> **WRITTEN EXERCISE**
List every line of the records below that contains the word "white", with case counting.

> **THE DATA**
—————

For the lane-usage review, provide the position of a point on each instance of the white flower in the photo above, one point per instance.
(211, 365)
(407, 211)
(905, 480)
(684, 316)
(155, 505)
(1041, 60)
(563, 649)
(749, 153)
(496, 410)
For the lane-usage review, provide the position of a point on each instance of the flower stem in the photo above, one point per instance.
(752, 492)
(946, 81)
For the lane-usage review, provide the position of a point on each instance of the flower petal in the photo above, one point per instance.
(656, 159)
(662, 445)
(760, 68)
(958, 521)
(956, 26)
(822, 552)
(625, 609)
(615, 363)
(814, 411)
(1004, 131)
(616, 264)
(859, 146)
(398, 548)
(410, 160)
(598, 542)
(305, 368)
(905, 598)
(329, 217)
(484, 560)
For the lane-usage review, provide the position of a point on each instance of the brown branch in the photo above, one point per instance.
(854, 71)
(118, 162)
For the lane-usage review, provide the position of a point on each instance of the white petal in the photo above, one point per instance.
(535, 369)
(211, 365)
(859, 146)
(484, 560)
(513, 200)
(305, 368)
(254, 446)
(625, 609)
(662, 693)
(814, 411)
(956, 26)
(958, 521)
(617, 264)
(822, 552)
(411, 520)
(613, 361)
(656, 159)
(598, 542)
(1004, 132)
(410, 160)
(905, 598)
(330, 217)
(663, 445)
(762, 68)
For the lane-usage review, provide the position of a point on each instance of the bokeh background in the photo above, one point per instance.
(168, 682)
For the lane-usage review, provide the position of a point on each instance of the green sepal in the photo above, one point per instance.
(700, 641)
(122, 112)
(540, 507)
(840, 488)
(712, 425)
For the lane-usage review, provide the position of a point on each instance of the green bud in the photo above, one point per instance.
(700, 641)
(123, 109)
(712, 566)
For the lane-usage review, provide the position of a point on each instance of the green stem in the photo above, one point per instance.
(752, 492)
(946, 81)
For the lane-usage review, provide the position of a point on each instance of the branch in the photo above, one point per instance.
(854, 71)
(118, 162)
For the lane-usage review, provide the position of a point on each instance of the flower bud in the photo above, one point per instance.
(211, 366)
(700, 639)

—————

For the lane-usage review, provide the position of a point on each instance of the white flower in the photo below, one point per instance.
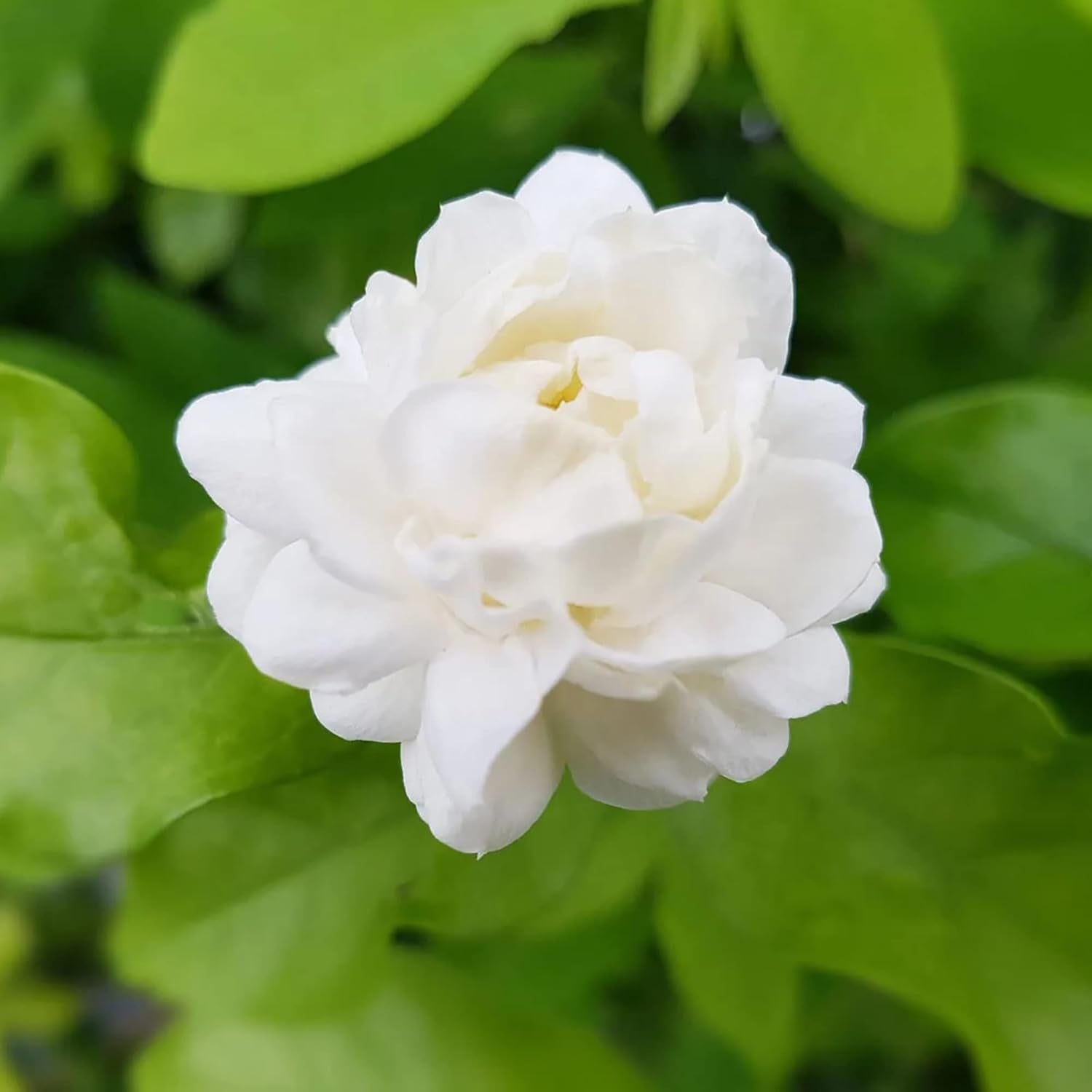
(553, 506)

—————

> **REPLY TO THE EXERCISE**
For the lane-usage review, provide the position of a point on each instance of the white flower in the photo above, one point per instance.
For the lane-usage review, provide the position of a point on each instance of the white petal in the photo above, one point per instance.
For the lane-usage review, provide the position of a point on each instance of the white flower in the photo below, one point per instance.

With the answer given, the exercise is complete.